• _Exercise description_
Reproduce exactly, with no other output, every line of the data below from the line containing "In this exercise you will indicate the blue sky" to the end, inclusive.

• _Data rows_
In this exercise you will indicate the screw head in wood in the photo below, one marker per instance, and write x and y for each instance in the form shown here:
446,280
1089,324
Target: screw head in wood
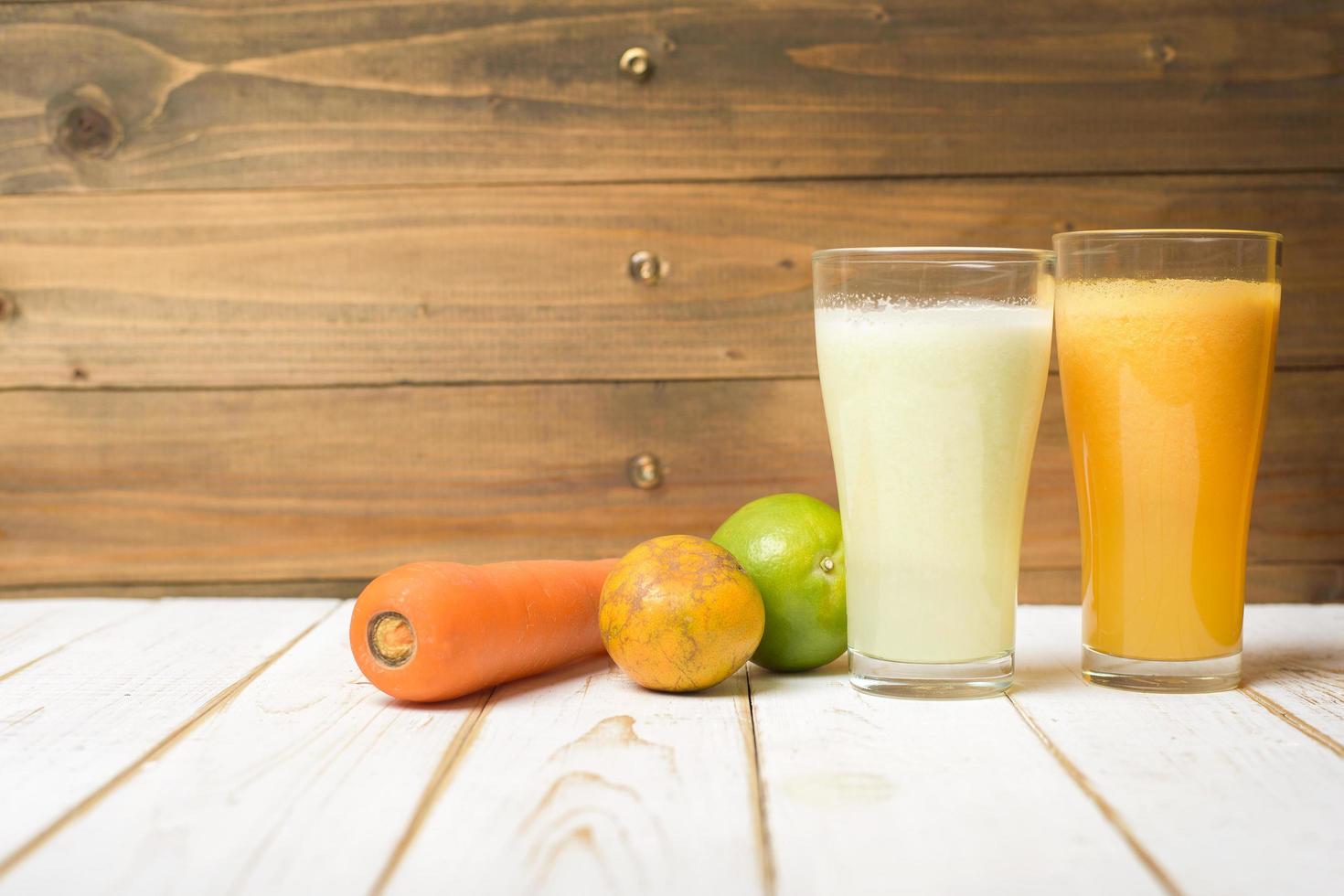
644,470
637,63
645,268
88,132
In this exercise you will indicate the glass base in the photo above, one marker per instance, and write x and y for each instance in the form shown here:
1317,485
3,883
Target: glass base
1157,676
932,680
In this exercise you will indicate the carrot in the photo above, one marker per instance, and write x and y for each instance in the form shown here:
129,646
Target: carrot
432,632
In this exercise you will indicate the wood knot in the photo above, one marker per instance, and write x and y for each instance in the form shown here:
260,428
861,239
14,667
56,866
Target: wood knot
644,472
1160,53
88,132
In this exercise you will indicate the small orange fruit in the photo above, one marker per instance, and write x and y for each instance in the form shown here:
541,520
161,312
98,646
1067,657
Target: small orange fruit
679,613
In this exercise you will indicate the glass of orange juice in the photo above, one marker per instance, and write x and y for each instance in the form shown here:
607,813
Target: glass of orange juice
1166,348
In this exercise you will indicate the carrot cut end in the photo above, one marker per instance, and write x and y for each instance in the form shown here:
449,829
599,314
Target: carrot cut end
391,640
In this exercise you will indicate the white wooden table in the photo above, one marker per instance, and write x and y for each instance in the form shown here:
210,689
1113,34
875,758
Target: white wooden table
230,746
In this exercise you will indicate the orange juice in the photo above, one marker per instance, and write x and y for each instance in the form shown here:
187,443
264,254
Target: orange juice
1166,384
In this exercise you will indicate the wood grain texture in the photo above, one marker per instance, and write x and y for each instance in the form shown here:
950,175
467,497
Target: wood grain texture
1164,764
302,784
334,483
31,630
582,782
875,795
1295,663
532,283
217,93
80,719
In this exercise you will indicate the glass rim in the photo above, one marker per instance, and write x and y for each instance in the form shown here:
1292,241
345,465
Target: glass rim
1176,232
929,254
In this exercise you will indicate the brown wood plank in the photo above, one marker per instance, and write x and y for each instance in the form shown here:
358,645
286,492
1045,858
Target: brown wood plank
334,483
218,93
515,283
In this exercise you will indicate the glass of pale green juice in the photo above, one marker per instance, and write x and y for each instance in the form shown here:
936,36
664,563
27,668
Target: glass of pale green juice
933,371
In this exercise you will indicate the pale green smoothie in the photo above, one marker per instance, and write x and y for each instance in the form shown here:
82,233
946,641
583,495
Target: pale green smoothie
933,418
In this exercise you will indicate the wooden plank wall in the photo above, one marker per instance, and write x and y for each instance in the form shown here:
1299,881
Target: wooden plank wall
293,292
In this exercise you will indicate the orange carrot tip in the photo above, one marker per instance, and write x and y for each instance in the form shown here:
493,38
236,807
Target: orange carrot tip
431,632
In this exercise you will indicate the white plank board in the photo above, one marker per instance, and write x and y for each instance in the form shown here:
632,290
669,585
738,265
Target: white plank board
30,629
1223,795
77,720
869,795
303,784
1295,658
581,782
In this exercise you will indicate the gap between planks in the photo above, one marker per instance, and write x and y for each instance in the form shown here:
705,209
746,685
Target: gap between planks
477,383
212,706
763,822
119,192
1106,810
438,782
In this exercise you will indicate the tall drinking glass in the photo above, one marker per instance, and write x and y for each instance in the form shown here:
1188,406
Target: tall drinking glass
933,368
1166,354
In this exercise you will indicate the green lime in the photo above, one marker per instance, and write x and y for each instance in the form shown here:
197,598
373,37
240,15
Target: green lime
792,549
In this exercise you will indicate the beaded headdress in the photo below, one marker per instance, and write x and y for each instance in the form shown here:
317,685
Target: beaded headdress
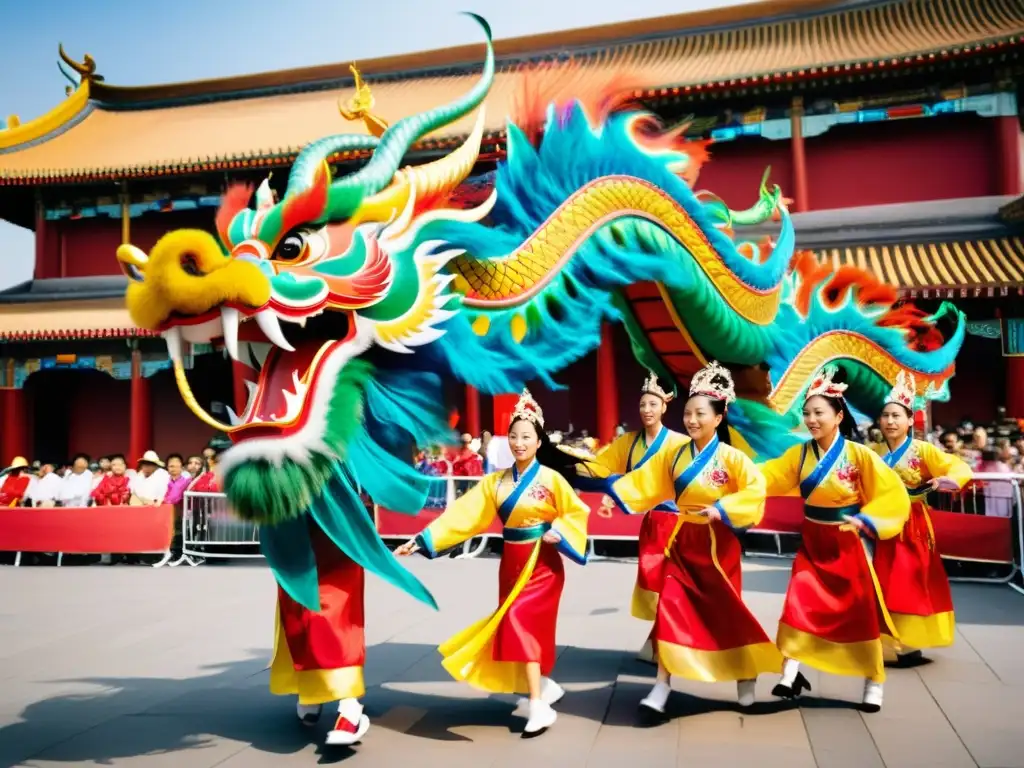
704,382
905,392
650,386
823,385
527,409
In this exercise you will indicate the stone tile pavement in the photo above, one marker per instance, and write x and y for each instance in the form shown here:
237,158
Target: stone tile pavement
129,666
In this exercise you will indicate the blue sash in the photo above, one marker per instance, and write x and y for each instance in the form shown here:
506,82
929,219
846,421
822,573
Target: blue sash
507,507
651,450
893,457
697,463
824,466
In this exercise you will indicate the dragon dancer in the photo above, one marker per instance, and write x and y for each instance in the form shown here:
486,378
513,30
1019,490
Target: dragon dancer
835,614
513,649
909,568
702,630
627,453
350,292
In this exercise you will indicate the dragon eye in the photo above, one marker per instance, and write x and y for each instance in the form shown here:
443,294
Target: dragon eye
291,248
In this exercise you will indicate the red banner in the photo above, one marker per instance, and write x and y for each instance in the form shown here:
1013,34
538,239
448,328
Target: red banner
958,536
86,530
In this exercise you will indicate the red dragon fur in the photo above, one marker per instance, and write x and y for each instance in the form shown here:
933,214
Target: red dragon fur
868,292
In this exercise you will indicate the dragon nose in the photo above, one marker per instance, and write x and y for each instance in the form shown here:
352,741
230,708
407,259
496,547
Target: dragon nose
187,273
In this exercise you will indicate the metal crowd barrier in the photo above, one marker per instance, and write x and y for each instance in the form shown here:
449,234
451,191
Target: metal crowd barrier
211,531
989,494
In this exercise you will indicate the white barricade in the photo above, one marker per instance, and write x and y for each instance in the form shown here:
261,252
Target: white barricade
210,530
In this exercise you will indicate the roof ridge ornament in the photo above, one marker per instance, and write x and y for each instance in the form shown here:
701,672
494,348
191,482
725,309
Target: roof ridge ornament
360,104
86,69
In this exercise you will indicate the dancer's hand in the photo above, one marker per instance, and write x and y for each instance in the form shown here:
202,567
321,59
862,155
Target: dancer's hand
551,537
409,548
711,513
857,524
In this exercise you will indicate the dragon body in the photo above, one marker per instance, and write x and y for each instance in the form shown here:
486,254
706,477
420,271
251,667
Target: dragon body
351,298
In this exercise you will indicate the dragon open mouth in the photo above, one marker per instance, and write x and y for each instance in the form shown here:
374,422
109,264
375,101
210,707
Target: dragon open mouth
284,363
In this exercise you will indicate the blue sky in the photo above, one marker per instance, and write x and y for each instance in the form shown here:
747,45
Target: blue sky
144,43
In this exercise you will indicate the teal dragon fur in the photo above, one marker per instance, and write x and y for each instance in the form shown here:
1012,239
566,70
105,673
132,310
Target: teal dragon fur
381,304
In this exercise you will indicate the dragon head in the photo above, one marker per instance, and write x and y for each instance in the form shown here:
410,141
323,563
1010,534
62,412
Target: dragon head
296,288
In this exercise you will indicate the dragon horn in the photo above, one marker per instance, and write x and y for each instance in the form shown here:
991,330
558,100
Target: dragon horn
312,156
347,194
429,180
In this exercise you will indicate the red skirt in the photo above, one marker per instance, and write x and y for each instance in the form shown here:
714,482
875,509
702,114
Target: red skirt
704,631
655,530
914,584
834,615
333,637
526,632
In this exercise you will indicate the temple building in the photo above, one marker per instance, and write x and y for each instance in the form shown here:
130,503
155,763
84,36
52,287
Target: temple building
894,127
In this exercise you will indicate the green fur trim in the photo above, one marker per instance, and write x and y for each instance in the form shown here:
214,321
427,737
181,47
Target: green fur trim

• _Final result_
In this exercise you will indicate the blue sky in the photo above, one marker per instance, and write x and y for each instance in the form shown here:
747,45
Target: blue sky
144,43
In this exercise you will indicate the teal dragon fur in the photo above, one marker per instance, and write x and y for each instance in the form shown here:
1012,239
566,70
105,673
132,310
Target: teal dragon fur
381,304
In this exercise you will indicate the dragon head in the photo above, one marker per instance, and write x and y for each instance in the form shown here:
410,141
323,563
1010,534
62,412
Target: dragon head
296,288
In this exercise you will indicate the dragon horn in the photo above, one marker per instance, and write x and y for each instance in the form shown here:
991,330
558,100
Target: dragon horn
312,156
347,194
429,180
In this exercise you will indicate the red skirt in the photo above, one marker per instance, and write x and y for each instance in the form shown here:
714,482
875,509
702,114
Target: red skirt
704,631
655,530
914,584
834,615
333,637
526,632
In this exercise you will indicate the temple building in the photo above, one marker per instance, and write x and y for each instance in the form shown here:
130,503
155,763
84,36
52,287
Target: temple building
894,127
In this exercise you will indicate the green fur trim in the photo above, one marker per instance, and write x and y for each instance in the form shown here:
214,321
427,737
181,47
Target: green fur trim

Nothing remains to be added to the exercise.